For military folks, you’ll be able to relate to our story best. My husband is active-duty Air Force, and we are covered under Tricare. His dependents (the kids and myself) were enrolled in Tricare Prime meaning our coverage was free but we had to see a military primary care manager. I always took the kids to the base every time they needed a checkup. It was nice because it was free, but options were restricted.
After my diagnosis, we had to deal with the fact that I was away from a military base and couldn’t see my PCM at the base. The fix for that problem is to obtain a referral, but those take time and there are often delays in the communication between offices. So, we often showed up to the hospital at IU and had trouble with insurance. The first day that I showed up for my first chemo infusion, the pharmacy wouldn’t bring the chemo because insurance hadn’t been approved. Mark signed a waiver saying he would pay out-of-pocket if the insurance didn’t come through. The cost of one chemo chair for 4 hours is approximately $28,000 dollars! Anyhow, Tricare Prime was a pain-in-the-butt while we kept it.

Saved data entries -
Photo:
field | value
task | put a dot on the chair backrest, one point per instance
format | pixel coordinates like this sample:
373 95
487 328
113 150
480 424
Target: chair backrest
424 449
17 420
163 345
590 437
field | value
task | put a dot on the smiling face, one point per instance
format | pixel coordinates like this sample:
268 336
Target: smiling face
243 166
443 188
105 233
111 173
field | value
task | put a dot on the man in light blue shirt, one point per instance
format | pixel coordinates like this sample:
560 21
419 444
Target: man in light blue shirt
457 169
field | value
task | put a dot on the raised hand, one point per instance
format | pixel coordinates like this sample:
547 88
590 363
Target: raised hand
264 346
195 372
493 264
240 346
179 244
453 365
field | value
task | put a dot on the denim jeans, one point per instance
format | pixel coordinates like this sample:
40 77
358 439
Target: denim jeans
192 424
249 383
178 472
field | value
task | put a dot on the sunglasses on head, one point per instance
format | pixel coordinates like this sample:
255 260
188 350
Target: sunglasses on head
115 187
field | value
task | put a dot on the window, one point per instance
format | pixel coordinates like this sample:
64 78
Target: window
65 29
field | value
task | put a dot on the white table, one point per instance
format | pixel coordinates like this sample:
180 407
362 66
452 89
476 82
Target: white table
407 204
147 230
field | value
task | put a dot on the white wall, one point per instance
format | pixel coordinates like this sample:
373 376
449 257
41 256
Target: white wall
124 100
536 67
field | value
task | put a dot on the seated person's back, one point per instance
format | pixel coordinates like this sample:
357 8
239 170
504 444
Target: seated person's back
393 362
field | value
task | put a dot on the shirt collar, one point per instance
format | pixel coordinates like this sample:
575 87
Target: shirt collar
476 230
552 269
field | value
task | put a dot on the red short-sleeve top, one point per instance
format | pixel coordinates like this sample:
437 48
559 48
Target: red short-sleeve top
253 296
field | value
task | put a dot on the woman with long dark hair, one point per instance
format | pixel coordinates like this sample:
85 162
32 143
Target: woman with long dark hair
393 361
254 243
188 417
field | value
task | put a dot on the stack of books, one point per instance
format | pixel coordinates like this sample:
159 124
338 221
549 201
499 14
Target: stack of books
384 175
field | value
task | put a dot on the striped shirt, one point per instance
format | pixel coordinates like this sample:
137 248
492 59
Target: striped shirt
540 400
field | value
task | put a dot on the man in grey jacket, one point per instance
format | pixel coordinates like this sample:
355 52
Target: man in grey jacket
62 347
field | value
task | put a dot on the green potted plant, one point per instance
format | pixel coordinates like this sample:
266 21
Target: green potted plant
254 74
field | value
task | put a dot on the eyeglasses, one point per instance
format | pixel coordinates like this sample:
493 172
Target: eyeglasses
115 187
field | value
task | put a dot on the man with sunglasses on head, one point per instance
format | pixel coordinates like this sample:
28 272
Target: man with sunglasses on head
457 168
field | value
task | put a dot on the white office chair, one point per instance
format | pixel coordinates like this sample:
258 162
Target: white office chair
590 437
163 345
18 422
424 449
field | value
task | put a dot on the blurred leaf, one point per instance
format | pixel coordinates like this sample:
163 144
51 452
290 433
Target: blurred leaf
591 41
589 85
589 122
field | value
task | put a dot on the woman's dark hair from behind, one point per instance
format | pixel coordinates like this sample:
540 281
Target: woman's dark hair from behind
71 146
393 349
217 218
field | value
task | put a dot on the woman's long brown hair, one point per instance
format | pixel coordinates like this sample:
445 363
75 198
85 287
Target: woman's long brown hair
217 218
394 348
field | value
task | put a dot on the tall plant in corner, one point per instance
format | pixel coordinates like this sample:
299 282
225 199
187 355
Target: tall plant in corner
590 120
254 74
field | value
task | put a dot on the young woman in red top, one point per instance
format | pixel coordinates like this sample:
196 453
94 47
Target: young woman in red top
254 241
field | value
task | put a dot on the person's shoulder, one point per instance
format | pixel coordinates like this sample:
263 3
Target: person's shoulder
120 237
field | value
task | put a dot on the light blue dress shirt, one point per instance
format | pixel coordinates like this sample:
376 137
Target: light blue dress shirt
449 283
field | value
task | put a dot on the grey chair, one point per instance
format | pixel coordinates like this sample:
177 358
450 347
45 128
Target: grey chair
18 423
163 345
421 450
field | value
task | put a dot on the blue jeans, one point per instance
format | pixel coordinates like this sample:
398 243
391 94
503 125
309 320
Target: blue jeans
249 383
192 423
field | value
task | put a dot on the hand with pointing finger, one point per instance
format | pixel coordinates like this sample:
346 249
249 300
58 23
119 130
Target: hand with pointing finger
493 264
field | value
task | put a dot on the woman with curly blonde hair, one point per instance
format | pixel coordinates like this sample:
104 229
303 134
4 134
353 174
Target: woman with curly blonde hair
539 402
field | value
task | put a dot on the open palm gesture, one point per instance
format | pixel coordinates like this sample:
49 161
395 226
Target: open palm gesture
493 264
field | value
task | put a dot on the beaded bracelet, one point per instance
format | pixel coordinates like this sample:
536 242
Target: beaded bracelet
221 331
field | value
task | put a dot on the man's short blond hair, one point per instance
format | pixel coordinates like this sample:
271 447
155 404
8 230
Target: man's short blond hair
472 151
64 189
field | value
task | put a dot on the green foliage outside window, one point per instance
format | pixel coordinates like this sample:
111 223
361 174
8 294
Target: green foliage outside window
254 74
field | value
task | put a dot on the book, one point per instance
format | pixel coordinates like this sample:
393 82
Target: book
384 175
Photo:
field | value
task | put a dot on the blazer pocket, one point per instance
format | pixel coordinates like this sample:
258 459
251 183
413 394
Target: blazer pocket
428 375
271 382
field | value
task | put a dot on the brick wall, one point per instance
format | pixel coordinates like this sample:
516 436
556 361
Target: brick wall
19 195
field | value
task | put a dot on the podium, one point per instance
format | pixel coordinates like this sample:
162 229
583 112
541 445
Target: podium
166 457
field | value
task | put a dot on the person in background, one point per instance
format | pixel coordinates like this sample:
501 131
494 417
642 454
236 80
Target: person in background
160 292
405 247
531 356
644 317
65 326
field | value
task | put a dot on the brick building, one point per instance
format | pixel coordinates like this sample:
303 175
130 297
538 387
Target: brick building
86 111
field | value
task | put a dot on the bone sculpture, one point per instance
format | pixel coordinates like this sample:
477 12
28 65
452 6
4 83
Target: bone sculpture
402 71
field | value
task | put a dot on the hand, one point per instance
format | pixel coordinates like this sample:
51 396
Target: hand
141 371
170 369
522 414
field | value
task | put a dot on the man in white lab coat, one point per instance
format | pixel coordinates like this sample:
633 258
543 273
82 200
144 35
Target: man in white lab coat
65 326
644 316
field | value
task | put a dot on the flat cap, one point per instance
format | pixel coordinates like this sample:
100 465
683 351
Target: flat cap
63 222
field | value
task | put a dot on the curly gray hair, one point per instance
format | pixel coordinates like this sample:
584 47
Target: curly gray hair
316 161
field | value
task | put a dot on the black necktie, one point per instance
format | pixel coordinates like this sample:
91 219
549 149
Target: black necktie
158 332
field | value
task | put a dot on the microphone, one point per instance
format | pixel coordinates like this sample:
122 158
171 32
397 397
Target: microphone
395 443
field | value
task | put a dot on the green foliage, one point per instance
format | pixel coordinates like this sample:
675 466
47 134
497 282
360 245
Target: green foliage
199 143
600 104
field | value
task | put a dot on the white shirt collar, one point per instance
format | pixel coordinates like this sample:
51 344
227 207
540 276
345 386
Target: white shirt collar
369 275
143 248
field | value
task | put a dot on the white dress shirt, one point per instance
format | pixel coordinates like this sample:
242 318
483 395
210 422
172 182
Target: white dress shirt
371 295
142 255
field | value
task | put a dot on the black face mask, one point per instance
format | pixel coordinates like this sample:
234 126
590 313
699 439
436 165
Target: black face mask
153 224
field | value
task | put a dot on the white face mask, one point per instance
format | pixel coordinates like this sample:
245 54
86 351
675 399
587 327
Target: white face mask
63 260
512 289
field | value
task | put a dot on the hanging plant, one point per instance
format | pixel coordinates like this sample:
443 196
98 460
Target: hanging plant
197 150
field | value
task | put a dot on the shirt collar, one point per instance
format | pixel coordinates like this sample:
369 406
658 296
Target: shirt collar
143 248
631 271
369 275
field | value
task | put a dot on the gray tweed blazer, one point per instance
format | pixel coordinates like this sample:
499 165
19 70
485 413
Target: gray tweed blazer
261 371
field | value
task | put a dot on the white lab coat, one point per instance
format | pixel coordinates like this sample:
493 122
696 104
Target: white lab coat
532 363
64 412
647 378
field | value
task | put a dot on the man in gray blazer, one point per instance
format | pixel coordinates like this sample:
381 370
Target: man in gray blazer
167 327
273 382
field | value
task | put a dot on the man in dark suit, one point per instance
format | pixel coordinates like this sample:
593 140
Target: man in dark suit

WORK INSTRUCTION 1 -
Answer these about the Tricare text:
(a) In which military branch does the husband serve?
(b) What did Mark sign on the day of the first chemo infusion?
(c) About how much does one chemo chair for 4 hours cost?
WORK INSTRUCTION 2 -
Write the next part of the Tricare text, starting after its last sentence.
The records have nothing to do with this work.

TASK ANSWER 1 -
(a) He is active-duty Air Force.
(b) He signed a waiver saying he would pay out-of-pocket if the insurance didn't come through.
(c) About $28,000.

TASK ANSWER 2 -
Eventually, we got fed up with the referral process. Every appointment and every set of scans had to be approved individually, and it was difficult to keep up with the flow. After a few months, we switched my plan to Tricare Standard. Standard requires the family to pay for the first $1,000 of costs each fiscal year, but that is the cap and everything after is covered. It’s a family cap too, so once the cumulative cost of anyone in the family reaches $1,000, everyone’s is covered. The major benefit is that we no longer needed referrals. As long as Tricare was accepted by the provider, we were approved and good-to-go. Instantly, our insurance stresses were over. I’ve been on Tricare Standard for about a year now, and we haven’t paid a cent over the $1,000 max. The process couldn’t be easier switching between clinics as well. I’ve switched doctors three times since I changed to Standard, and I’ve had no trouble. Occasionally, a bill shows up requiring a co-pay, but they are usually cleared up with one phone call.
I understand that many people struggle when dealing with the stresses of having cancer and having a difficult insurance company. I know there are appeal processes for those having trouble, but my recommendation is to plan ahead and make sure medical insurance is top quality in case you find yourself in a situation like this. You just never know.